━━━━━ TEXTABSCHNITT ━━━━━
Aufstellungspraxis

Aufstellungspraxis

Bei meinen Überlegungen zum Thema Bewusstsein und Sprache ist mir ein Buch begegnet, in dem essentielle Erfahrungen aus 30 Jahren Aufstellungspraxis beleuchtet und Fragen aufgegriffen werden, die mich immer wieder beschäftigt haben. Es sind Fragen, die einerseits die sprachliche Kommunikation betreffen und andererseits die Gestaltung des Feldes, des gemeinsamen Raums, der Zugang eröffnet zu einer inneren Welt, die im Alltag verborgen bleibt.

Wodurch entsteht der Raum, der das ermöglicht und der gerne als „wissendes Feld“ bezeichnet wird? Welche Rolle spielt die Autorität der Aufstellungsleiterin, ihr weltanschaulicher und therapeutischer Hintergrund? Welcher Einfluss entsteht durch die Zusammensetzung der Gruppe, die einzelnen Teilnehmer und Stellvertreterinnen?
Welchen Stellenwert hat die Formulierung des Anliegens der Person, die aufstellen will?
━━━━━
> AUFGABE: Gib bitte aus dem Text zur Aufstellungspraxis den Teil wortgetreu aus, der mit den Worten „Wodurch entsteht der“ einsetzt und mit „die aufstellen will?“ schließt. Die Daten sind eigenständiges Material, unabhängig vom Text zur Aufstellungspraxis.
━━━━━ BEREITGESTELLTE DATEN ━━━━━
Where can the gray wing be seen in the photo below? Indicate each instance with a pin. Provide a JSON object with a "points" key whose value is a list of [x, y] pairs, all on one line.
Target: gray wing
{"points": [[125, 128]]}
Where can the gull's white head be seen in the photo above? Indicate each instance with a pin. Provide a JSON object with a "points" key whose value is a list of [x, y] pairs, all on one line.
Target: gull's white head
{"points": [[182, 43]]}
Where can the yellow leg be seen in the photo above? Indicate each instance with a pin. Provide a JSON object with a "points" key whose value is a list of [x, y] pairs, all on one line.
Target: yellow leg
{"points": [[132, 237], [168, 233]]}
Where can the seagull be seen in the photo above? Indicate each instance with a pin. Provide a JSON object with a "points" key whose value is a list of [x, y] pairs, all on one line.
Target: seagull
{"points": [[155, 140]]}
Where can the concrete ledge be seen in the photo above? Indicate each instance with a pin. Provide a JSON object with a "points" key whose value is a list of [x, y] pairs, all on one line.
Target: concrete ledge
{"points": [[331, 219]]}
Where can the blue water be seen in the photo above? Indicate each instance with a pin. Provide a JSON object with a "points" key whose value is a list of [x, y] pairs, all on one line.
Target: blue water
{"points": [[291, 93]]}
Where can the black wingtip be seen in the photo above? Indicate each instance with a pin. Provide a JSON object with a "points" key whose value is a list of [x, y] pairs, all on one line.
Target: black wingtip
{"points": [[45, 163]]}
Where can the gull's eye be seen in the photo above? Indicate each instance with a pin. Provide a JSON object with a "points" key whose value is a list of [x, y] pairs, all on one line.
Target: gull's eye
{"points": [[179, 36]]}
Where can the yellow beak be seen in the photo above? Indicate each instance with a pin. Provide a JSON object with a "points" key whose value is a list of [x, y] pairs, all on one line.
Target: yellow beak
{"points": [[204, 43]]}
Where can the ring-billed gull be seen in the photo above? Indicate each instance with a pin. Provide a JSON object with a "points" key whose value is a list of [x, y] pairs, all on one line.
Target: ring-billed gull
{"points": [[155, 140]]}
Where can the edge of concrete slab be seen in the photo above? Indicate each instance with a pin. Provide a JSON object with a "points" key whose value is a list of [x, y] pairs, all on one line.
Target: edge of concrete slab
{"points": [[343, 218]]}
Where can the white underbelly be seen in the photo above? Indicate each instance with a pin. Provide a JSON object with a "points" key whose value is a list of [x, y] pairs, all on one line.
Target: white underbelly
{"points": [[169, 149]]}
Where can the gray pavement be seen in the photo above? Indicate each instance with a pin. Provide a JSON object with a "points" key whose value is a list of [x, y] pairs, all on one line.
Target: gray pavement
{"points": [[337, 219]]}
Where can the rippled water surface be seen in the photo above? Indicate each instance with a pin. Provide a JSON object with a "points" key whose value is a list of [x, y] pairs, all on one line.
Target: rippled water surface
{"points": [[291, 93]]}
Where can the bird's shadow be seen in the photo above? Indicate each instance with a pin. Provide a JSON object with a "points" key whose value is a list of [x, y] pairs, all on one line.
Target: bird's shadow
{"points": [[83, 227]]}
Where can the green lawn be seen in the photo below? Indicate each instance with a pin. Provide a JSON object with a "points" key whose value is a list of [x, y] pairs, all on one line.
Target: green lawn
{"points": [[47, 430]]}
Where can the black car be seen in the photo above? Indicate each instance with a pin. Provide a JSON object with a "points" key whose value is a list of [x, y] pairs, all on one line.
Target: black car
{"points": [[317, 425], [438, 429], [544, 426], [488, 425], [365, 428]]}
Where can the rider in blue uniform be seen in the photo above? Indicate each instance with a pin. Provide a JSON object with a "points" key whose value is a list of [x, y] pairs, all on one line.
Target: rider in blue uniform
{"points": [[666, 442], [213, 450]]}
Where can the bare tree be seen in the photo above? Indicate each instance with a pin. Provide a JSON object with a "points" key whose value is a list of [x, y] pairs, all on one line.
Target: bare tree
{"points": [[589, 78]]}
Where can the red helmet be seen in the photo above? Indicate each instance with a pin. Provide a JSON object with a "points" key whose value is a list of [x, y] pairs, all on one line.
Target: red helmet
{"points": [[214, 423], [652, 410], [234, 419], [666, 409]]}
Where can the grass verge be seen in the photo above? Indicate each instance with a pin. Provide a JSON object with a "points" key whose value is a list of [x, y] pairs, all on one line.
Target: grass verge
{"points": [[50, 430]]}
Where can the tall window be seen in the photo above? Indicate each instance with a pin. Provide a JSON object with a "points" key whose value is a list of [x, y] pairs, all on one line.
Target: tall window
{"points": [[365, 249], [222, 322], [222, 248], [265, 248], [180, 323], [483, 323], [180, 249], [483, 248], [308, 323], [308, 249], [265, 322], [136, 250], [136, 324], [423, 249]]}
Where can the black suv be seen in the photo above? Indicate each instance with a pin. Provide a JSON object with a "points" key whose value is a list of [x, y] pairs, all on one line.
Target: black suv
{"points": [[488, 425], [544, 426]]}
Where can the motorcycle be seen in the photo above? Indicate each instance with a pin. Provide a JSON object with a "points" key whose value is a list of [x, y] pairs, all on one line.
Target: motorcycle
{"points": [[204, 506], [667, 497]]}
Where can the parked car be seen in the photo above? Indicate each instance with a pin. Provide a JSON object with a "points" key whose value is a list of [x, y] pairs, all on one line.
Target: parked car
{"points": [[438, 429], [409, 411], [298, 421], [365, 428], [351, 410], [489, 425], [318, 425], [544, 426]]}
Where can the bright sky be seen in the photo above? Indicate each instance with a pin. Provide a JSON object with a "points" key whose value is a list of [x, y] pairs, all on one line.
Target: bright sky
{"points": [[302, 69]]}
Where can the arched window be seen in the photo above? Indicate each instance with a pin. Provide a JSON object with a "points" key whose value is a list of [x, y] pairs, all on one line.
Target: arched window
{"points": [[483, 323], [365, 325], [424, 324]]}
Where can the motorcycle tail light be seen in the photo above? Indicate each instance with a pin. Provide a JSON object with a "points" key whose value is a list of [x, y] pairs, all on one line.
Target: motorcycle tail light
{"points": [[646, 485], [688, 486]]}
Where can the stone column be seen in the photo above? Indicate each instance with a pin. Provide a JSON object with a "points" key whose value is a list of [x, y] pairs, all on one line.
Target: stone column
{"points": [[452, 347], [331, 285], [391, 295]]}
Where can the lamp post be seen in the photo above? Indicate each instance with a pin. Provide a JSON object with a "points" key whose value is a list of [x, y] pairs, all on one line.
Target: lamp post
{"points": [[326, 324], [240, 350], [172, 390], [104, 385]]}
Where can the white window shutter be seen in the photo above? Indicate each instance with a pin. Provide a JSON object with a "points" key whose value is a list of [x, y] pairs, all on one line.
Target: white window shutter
━━━━━
> ANTWORTFELD:
Wodurch entsteht der Raum, der das ermöglicht und der gerne als „wissendes Feld“ bezeichnet wird? Welche Rolle spielt die Autorität der Aufstellungsleiterin, ihr weltanschaulicher und therapeutischer Hintergrund? Welcher Einfluss entsteht durch die Zusammensetzung der Gruppe, die einzelnen Teilnehmer und Stellvertreterinnen?
Welchen Stellenwert hat die Formulierung des Anliegens der Person, die aufstellen will?